[Excerpts from a point labeling dataset]
• • •
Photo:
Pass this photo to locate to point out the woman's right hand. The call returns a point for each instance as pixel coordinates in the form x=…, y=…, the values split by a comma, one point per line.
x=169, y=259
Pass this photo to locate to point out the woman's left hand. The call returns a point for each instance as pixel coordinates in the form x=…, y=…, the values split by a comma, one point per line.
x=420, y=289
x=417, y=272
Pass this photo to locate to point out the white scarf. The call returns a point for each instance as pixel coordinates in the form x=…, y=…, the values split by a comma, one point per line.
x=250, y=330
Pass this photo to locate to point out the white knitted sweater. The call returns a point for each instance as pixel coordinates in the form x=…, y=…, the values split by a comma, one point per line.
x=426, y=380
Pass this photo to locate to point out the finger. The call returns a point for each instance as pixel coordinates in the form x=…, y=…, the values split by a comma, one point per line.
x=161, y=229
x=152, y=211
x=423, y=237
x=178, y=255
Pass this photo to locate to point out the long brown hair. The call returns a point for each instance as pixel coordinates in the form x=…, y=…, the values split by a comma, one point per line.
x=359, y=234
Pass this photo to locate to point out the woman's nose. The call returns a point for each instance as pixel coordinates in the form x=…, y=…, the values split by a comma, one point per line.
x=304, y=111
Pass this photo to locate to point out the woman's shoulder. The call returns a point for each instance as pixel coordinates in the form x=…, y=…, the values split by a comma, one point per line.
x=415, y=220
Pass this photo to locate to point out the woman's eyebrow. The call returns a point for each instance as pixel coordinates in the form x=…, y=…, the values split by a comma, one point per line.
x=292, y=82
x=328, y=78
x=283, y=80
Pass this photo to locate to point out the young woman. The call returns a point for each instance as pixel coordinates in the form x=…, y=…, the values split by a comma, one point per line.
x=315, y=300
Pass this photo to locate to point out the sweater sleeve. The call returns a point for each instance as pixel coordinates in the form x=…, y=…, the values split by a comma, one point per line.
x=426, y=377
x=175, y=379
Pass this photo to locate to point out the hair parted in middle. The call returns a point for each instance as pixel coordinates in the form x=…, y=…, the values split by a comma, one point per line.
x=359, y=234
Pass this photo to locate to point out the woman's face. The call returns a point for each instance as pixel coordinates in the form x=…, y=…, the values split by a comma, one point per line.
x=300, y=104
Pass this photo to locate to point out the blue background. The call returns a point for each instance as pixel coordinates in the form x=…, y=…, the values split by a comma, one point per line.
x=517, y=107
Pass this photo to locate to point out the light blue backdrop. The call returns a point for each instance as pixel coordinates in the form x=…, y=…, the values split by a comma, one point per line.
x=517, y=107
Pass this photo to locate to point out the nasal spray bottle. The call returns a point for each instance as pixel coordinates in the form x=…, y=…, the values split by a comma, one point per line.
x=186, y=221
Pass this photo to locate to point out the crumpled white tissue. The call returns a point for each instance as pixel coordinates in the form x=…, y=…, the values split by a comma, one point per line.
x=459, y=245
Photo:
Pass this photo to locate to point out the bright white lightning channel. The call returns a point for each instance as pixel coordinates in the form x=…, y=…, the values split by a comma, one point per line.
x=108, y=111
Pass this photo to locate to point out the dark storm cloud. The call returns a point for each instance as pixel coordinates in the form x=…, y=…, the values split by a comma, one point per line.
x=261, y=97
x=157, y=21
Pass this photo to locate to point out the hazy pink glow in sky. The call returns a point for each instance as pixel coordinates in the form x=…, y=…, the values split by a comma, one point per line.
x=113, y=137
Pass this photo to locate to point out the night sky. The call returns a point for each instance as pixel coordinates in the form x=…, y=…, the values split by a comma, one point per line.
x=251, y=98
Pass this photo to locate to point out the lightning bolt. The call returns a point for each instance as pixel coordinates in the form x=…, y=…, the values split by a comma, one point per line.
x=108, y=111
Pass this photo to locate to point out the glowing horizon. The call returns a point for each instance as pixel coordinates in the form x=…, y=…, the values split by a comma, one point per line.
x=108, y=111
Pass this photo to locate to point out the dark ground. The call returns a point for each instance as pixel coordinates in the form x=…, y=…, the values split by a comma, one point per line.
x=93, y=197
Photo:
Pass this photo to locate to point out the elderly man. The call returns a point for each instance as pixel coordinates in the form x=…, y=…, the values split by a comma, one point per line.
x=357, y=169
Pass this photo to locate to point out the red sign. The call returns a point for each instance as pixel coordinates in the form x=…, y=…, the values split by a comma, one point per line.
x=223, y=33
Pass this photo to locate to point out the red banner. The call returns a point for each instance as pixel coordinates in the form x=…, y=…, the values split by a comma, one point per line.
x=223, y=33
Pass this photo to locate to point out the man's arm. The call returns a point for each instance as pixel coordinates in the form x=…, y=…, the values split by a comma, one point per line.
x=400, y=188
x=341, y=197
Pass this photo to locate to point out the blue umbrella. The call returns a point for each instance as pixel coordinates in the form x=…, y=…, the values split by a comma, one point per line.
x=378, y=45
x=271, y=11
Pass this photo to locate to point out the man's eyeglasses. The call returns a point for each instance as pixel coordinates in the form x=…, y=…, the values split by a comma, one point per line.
• • •
▶ _Directions_
Format the data above as a numbered list, omitting any blank lines.

▶ _Result_
1. Photo:
2. Pass this photo to locate to point out the woman's right hand. The call returns a point for each instance as pixel coordinates in the form x=…, y=…, the values split by a comma, one point per line.
3. x=169, y=259
4. Pass this photo to locate to point out the woman's left hand. The call returns a point for each instance as pixel coordinates in the form x=…, y=…, the values split by a comma, one point per line.
5. x=420, y=289
6. x=417, y=272
7. Pass this photo to locate to point out the white scarf. The call returns a point for each instance as pixel coordinates in the form x=…, y=…, the values split by a comma, one point per line.
8. x=250, y=330
9. Pass this photo to locate to point out the white knitted sweater. The call returns a point for each instance as pixel coordinates in the form x=…, y=…, the values split by a comma, one point per line.
10. x=426, y=380
11. Pass this photo to locate to point out the finger. The call returns a point for each instance as pixel coordinates in the form x=…, y=…, the values split by a comma, one point per line.
12. x=161, y=229
13. x=152, y=211
14. x=423, y=237
15. x=178, y=255
16. Pass this photo to locate to point out the long brown hair. The call returns a point for each instance as pixel coordinates in the form x=…, y=…, the values split by a comma, one point per line.
17. x=359, y=234
18. Pass this photo to locate to point out the woman's nose. The call returns a point for each instance as pixel coordinates in the form x=…, y=…, the values split by a comma, one point per line.
19. x=304, y=111
20. Pass this photo to locate to point out the woman's shoulder. The call returns a point for each instance as pixel coordinates in the form x=…, y=…, the values split by a comma, one point per line.
21. x=415, y=220
22. Pass this photo to locate to point out the woman's eyebrow. The call returns a point for each instance as pixel coordinates in the form x=…, y=…, the values split by a comma, one point per line.
23. x=292, y=82
24. x=328, y=78
25. x=283, y=80
26. Pass this photo to locate to point out the young woman. The call returns a point for each instance as pixel coordinates in the form x=…, y=…, the values split by a comma, one point per line.
27. x=315, y=300
28. Pass this photo to locate to point out the sweater sleeve. The call returns a point for each instance as pixel coordinates in the form x=…, y=…, the values split by a comma, one point per line.
29. x=426, y=377
30. x=175, y=379
31. Pass this photo to locate to point out the hair parted in middle. The call returns a point for each instance as pixel coordinates in the form x=…, y=…, the values split by a comma, one point per line.
32. x=359, y=234
33. Pass this photo to locate to point out the woman's face. The call returns a point for each instance as pixel coordinates in the form x=…, y=…, the values split by a comma, one point per line.
34. x=300, y=104
35. Pass this photo to locate to point out the blue background. The call returns a point for each instance as pixel coordinates in the form x=…, y=…, the values split by a comma, one point per line.
36. x=517, y=107
37. Pass this photo to locate to point out the light blue backdrop. The call returns a point for each instance as pixel coordinates in the form x=…, y=…, the values split by a comma, one point per line.
38. x=517, y=107
39. Pass this photo to locate to point out the nasal spray bottle. The call returns a point for each instance as pixel coordinates in the form x=…, y=…, the values split by a comma, one point per line.
40. x=186, y=221
41. Pass this photo to locate to point out the crumpled white tissue. The call returns a point for each instance as pixel coordinates in the form x=…, y=…, the values split by a comma, one point per line.
42. x=459, y=245
43. Photo:
44. Pass this photo to locate to point out the bright white lightning channel. The call returns a point for each instance as pixel coordinates in the form x=…, y=…, the values split by a comma, one point per line.
45. x=108, y=111
46. Pass this photo to locate to point out the dark storm cloud. The call returns a point for each instance as pixel coordinates in the form x=…, y=…, the values split by a comma, one point per line.
47. x=261, y=97
48. x=157, y=21
49. Pass this photo to locate to point out the hazy pink glow in sky. The call returns a point for each instance as pixel coordinates in the form x=…, y=…, the values split by a comma, one point per line.
50. x=113, y=137
51. Pass this photo to locate to point out the night sky. The call returns a point for each instance as pixel coordinates in the form x=…, y=…, the values split by a comma, one point per line.
52. x=251, y=98
53. Pass this photo to locate to point out the lightning bolt. The call returns a point for each instance as pixel coordinates in the form x=…, y=…, the values split by a comma, one point per line.
54. x=108, y=111
55. Pass this photo to locate to point out the glowing horizon. The call returns a point for each instance as pixel coordinates in the form x=…, y=…, the values split by a comma, one point per line.
56. x=108, y=111
57. Pass this photo to locate to point out the dark ground. The call returns a point for each instance as pixel coordinates in the form x=…, y=…, the values split by a comma, one point per line.
58. x=93, y=197
59. Photo:
60. Pass this photo to locate to point out the elderly man. The call returns a point for each instance as pixel coordinates in the form x=…, y=…, the values split by a comma, one point per line.
61. x=357, y=169
62. Pass this photo to locate to point out the red sign. The call returns a point for each instance as pixel coordinates in the form x=…, y=…, the values split by a comma, one point per line.
63. x=223, y=33
64. Pass this photo to locate to point out the red banner. The call returns a point for each instance as pixel coordinates in the form x=…, y=…, the values split by a comma, one point per line.
65. x=223, y=33
66. Pass this photo to locate to point out the man's arm. The call returns a point for each instance as pixel coordinates in the form x=…, y=…, the values split by a comma, one point per line.
67. x=400, y=188
68. x=341, y=197
69. Pass this photo to locate to point out the blue umbrella. The call returns a point for each instance as pixel coordinates in the form x=…, y=…, the values split by a comma, one point per line.
70. x=378, y=45
71. x=271, y=11
72. Pass this photo to locate to point out the man's eyeglasses. The call returns a point for each instance as pixel coordinates in the form x=…, y=…, the values split by a comma, one point per line.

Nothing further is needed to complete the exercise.